# What is needed:
Those lines of the records that contain "negative" are to be located and copied.

# Exercise material:
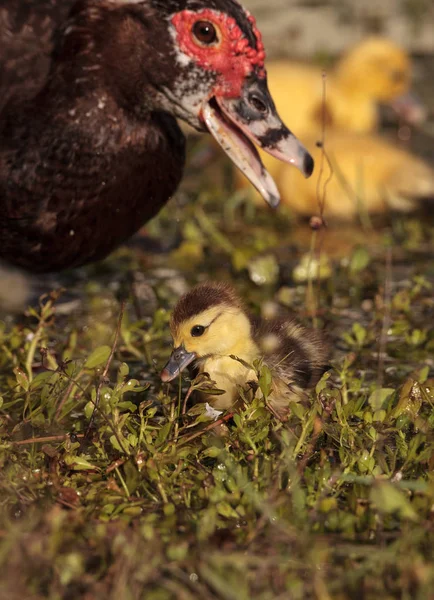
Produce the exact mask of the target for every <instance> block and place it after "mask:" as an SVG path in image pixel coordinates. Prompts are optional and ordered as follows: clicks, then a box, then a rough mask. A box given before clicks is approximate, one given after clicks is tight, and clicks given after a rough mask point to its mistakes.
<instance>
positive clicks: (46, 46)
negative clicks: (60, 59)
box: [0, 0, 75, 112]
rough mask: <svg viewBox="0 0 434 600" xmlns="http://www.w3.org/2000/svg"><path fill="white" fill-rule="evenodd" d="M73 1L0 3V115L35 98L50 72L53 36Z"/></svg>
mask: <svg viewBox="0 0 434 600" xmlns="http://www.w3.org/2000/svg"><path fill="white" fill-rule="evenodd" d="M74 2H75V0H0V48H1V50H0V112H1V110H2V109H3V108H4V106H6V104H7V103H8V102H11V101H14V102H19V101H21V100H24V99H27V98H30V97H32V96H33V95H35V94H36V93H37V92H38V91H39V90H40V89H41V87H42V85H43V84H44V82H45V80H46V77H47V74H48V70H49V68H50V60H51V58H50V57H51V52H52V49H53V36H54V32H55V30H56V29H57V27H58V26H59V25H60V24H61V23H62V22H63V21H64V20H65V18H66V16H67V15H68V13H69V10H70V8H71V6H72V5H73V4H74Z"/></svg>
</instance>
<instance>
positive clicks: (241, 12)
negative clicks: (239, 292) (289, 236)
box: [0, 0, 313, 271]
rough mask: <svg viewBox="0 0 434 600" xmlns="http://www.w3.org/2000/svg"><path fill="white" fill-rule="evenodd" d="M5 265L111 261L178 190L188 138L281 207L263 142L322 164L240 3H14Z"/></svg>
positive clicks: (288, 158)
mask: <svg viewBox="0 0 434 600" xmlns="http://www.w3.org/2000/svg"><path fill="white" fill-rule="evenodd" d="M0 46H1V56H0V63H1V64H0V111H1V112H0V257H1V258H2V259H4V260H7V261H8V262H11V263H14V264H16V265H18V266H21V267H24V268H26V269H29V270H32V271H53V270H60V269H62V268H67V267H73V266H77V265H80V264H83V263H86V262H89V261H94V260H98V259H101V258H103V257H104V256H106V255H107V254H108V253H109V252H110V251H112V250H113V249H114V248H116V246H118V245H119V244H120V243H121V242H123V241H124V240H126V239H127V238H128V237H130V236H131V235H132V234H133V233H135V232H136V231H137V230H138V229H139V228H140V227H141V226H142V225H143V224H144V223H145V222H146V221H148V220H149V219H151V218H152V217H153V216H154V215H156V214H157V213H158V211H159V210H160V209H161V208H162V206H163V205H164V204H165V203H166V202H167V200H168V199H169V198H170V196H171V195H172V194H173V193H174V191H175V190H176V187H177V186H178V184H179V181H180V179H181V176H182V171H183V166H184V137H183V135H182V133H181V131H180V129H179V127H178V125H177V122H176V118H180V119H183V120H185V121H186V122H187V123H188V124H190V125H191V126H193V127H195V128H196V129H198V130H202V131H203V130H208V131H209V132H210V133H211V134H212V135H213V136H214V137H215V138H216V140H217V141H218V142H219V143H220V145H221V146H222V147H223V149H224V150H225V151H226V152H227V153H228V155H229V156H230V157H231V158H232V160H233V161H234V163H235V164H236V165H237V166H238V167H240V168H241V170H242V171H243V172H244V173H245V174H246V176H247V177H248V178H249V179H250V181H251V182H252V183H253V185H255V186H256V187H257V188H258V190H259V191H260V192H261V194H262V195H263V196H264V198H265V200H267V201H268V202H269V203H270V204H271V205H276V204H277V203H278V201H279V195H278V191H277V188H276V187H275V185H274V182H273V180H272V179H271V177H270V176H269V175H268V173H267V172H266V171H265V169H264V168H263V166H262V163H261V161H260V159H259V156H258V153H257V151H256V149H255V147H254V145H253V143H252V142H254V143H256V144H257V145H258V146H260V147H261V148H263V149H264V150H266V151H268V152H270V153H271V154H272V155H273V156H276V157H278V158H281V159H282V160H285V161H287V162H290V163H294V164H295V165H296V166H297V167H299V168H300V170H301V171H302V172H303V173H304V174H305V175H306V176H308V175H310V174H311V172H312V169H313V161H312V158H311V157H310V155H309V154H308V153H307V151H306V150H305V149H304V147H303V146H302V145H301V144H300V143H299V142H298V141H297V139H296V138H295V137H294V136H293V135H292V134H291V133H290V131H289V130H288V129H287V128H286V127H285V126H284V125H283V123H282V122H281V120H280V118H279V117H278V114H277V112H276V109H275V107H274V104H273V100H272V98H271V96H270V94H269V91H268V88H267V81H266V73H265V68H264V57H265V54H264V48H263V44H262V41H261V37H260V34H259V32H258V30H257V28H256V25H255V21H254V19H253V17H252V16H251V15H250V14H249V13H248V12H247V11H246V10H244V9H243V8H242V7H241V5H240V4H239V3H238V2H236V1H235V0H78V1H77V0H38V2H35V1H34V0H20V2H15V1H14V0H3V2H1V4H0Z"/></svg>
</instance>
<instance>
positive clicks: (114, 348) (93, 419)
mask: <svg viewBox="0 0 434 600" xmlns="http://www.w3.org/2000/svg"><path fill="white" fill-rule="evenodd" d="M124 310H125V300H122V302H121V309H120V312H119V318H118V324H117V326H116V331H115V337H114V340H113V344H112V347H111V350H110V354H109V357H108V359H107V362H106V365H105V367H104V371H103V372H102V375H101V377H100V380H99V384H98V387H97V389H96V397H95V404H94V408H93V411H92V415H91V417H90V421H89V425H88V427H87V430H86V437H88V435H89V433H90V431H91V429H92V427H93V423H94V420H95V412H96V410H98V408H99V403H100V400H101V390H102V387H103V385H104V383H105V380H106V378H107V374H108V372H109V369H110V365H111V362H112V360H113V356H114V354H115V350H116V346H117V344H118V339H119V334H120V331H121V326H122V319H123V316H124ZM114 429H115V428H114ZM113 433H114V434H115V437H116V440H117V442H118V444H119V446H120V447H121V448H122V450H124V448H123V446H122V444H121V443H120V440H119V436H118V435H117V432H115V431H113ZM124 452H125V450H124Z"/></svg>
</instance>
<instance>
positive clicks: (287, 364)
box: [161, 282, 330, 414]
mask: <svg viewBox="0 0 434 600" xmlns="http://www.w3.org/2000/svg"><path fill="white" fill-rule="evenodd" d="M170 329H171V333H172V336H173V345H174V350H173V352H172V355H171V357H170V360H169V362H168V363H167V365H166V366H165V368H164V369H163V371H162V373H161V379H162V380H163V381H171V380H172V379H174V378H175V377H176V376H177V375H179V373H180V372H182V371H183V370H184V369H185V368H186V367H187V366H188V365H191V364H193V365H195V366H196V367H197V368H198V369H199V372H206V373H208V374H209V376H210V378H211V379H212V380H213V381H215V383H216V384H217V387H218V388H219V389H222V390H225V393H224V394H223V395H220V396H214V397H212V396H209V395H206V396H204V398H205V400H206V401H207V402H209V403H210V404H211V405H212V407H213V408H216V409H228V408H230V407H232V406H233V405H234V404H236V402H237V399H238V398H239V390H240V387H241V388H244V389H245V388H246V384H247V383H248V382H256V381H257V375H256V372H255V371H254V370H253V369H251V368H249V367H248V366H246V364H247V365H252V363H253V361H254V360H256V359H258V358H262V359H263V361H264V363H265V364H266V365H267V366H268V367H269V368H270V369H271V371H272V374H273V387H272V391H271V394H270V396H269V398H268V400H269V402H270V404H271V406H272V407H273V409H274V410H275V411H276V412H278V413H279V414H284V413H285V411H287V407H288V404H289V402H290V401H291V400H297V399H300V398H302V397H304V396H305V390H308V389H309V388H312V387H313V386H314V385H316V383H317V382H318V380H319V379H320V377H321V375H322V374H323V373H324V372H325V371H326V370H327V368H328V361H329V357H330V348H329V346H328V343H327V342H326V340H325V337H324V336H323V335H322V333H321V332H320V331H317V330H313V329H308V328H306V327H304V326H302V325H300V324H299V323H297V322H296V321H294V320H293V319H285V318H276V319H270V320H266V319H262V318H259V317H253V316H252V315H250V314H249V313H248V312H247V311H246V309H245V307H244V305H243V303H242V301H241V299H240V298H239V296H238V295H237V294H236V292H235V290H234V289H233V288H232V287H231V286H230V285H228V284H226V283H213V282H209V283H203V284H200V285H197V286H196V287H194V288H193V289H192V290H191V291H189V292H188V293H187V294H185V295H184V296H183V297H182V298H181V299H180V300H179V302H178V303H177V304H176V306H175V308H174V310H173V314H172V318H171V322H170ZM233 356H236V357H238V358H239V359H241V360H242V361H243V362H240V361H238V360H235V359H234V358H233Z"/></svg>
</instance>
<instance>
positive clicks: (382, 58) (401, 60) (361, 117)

# Result for this task:
negative clicks: (60, 59)
negative clicks: (239, 292) (289, 236)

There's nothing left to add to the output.